The data below should be transcribed in full, with no picture included.

Segment Start: Input for this task

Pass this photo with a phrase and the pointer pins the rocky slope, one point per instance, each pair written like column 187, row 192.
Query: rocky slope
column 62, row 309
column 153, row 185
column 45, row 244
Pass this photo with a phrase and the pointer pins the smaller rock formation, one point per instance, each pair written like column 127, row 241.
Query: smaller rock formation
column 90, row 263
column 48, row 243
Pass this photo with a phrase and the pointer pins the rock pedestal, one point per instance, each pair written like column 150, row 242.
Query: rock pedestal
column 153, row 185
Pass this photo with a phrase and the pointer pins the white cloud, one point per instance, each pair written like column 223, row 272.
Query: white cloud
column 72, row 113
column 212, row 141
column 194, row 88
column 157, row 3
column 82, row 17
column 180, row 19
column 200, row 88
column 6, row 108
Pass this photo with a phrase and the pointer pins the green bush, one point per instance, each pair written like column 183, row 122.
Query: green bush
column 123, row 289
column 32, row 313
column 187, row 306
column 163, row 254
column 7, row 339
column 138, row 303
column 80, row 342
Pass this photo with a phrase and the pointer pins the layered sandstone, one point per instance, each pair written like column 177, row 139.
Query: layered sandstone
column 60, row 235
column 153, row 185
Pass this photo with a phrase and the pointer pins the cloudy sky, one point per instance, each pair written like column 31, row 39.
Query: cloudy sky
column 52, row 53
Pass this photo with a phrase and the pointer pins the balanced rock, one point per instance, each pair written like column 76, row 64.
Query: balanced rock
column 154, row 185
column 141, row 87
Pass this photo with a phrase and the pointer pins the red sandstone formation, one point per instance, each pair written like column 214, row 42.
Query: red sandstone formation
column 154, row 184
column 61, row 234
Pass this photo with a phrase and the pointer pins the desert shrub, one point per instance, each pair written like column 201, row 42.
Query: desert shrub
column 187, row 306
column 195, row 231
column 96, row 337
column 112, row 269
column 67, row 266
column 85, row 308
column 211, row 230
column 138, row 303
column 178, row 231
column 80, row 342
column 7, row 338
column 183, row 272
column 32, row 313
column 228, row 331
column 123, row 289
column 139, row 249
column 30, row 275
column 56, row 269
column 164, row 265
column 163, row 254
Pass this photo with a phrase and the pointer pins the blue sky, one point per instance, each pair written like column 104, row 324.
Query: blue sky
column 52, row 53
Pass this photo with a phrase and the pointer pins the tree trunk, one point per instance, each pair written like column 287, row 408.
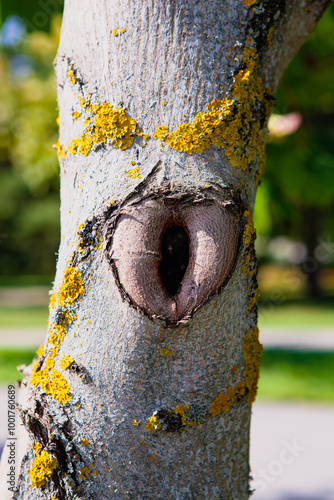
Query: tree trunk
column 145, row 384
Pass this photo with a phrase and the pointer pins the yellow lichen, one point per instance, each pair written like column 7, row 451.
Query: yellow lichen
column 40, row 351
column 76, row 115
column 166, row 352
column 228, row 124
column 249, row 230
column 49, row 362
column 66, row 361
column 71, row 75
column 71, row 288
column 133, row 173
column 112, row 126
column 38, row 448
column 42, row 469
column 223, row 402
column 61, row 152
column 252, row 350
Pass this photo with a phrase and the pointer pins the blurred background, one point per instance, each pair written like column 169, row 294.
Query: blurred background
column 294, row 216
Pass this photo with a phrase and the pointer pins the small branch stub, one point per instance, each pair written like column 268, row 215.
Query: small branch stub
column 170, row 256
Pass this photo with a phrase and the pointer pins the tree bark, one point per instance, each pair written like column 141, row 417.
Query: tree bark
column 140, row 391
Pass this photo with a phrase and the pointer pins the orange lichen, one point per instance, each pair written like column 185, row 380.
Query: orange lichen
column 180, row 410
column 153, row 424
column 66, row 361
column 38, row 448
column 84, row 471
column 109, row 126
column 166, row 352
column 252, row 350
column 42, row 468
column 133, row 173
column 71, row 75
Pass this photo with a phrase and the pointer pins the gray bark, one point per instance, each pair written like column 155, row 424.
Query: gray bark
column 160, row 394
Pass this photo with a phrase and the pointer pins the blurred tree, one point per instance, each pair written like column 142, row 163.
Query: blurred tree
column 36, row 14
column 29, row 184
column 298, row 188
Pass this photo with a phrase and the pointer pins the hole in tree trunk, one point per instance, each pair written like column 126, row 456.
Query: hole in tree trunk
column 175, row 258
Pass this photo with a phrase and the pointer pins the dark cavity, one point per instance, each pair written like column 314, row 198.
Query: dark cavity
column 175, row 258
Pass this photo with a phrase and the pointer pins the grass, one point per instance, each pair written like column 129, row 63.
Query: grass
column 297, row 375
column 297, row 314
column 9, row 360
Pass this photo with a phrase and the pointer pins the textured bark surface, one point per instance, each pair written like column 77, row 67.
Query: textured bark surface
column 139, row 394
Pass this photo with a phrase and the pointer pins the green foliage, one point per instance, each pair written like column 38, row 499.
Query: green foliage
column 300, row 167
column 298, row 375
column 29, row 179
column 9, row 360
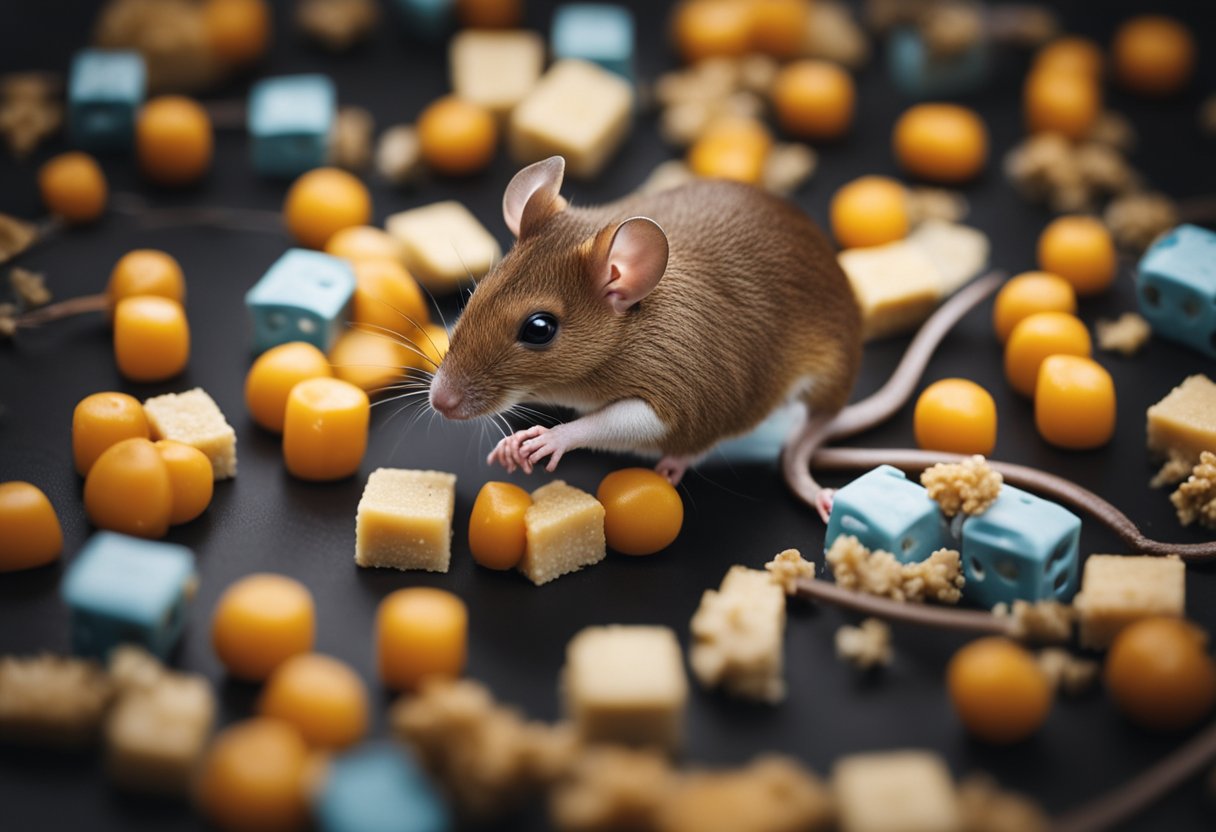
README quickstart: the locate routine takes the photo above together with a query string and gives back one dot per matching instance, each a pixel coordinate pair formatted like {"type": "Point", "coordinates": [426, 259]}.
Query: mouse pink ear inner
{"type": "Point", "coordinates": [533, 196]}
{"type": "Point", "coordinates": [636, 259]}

Segment End: Input for this task

- _Result of this task_
Pass this photo with a phrase and the pointer pins the rocky slope, one point per instance, each pair written like column 187, row 192.
Query: rocky slope
column 62, row 309
column 153, row 185
column 45, row 244
Pass this photo with a phrase and the pointer pins the smaller rock formation, one point per instance, each pair written like column 127, row 241.
Query: smaller rock formation
column 90, row 263
column 48, row 243
Pass this photo with a phrase and the pointer pins the rock pedestal, one point per instance, each pair written like column 150, row 242.
Query: rock pedestal
column 153, row 185
Pass this photo with a phrase and the pointer pins the white cloud, one point per instance, each pair written like column 223, row 272.
Query: white cloud
column 72, row 113
column 212, row 141
column 194, row 88
column 157, row 3
column 82, row 17
column 180, row 19
column 200, row 88
column 6, row 108
Pass this photo with a phrase and the pointer pins the green bush, one point per instance, each pair written like column 183, row 122.
Query: green bush
column 123, row 289
column 32, row 313
column 187, row 306
column 163, row 254
column 7, row 339
column 138, row 303
column 80, row 342
Pass this photo with a phrase and the pointer pins the layered sandstone, one point per instance, each pair written like column 177, row 139.
Query: layered sandstone
column 60, row 235
column 153, row 185
Pass this photo with a phrase and the pointer pins the cloudy sky, one point per instance, each pair written like column 31, row 39.
Query: cloudy sky
column 52, row 53
Pass this photo with a phrase and the pointer pins the balanced rock, one point per instance, each pair written like column 76, row 64.
Query: balanced rock
column 154, row 185
column 141, row 87
Pass this photo with a phrase and the pointer pins the red sandstone formation, one point per instance, each pair written like column 214, row 42.
Query: red sandstone formation
column 154, row 184
column 61, row 234
Pass this photo with a phrase and the pointer pins the desert shrub, one point per instance, each pair written like column 201, row 42.
Query: desert shrub
column 187, row 306
column 195, row 231
column 96, row 337
column 112, row 269
column 67, row 266
column 85, row 308
column 211, row 230
column 138, row 303
column 178, row 231
column 80, row 342
column 7, row 338
column 183, row 272
column 32, row 313
column 228, row 331
column 123, row 289
column 139, row 249
column 30, row 275
column 56, row 269
column 164, row 265
column 163, row 254
Pass this photo with a phrase and the pointer pins the blue sky, one point per instance, each pair written like column 104, row 324.
Query: blue sky
column 52, row 53
Pass this photo with a phrase and the pointer pins the tree trunk, one point per instance, each pair written like column 287, row 408.
Query: tree trunk
column 145, row 384
Pass this photo with a phrase and the pointer pins the yellow lichen, one point per instance, each pair written like column 7, row 451.
Query: yellow lichen
column 40, row 351
column 76, row 115
column 166, row 352
column 228, row 124
column 249, row 230
column 49, row 362
column 66, row 361
column 71, row 75
column 71, row 288
column 133, row 173
column 112, row 126
column 38, row 448
column 42, row 469
column 223, row 402
column 61, row 152
column 252, row 350
Pass this photo with a phrase and the pointer pins the blurred background, one point per instance, each pair written like column 169, row 294.
Query: blurred background
column 294, row 216
Pass this photo with a phrase and the pointer pins the small branch stub, one point per instance, each pair written like column 268, row 215.
Query: small branch stub
column 170, row 256
Pass this photo with a phrase and the pointer pins the tree bark, one point per instance, each pair written like column 141, row 417.
Query: tree bark
column 140, row 391
Pass this photo with a phrase and the pointer pins the orange lichen, one point per instance, each pair written like column 185, row 380.
Query: orange lichen
column 180, row 410
column 153, row 424
column 66, row 361
column 38, row 448
column 84, row 471
column 109, row 126
column 166, row 352
column 252, row 350
column 42, row 468
column 133, row 173
column 71, row 75
Pass this photo with a phrase and the pointer pins the gray bark, one point per instance, each pair written like column 155, row 424.
Query: gray bark
column 160, row 394
Pass this photo with a phrase and the pointer pins the blurred tree, one point per instance, each pair written like column 142, row 163.
Query: blurred tree
column 36, row 14
column 29, row 184
column 298, row 188
Pass this photo with a phrase and the pointer pins the hole in tree trunk, one point per instance, each pair written like column 126, row 456.
Query: hole in tree trunk
column 175, row 258
Pass this photo with a phrase and the pointer pins the dark cavity, one point per instance, each pair written like column 314, row 198.
Query: dark cavity
column 175, row 258
Pass this photo with a phrase and the pointer pins the grass, one point per instance, each pair written like column 129, row 63.
Query: grass
column 297, row 375
column 297, row 314
column 9, row 360
Pass this photo with a phrase and the pointer pins the textured bark surface, one point per instance, each pair written like column 77, row 67.
Query: textured bark surface
column 139, row 394
Pass this photo with a phrase and the pointer pins the green foliage, one point per instance, each pair written like column 38, row 499.
Query: green foliage
column 300, row 167
column 298, row 375
column 29, row 179
column 9, row 360
README quickstart: the locate routine takes the photo above together with a query string and gives back one dot per matching instance, each a pixel coordinate pair formatted like {"type": "Point", "coordinates": [426, 259]}.
Query: mouse pink ear inner
{"type": "Point", "coordinates": [533, 196]}
{"type": "Point", "coordinates": [636, 259]}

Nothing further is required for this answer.